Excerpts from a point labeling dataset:
-*-
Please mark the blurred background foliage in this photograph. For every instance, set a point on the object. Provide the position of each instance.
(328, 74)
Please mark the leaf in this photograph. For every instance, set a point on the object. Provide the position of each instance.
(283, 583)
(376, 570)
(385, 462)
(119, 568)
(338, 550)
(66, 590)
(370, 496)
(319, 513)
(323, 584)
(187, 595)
-*-
Rewrite the items above as a JSON list of strings with one string per line, leaving out any blank lines.

• **Exercise response**
[
  "Please mark the blurred background foliage in this photograph. For every instance, set a point on the object. Provide the position of each instance.",
  "(328, 74)",
  "Please mark the leaf in this photograph. For every instance, set a point on the object. Provide the position of each instance.",
  "(283, 583)",
  "(376, 570)",
  "(385, 462)",
  "(119, 568)",
  "(338, 550)",
  "(66, 590)",
  "(370, 496)",
  "(319, 513)",
  "(323, 584)",
  "(187, 595)"
]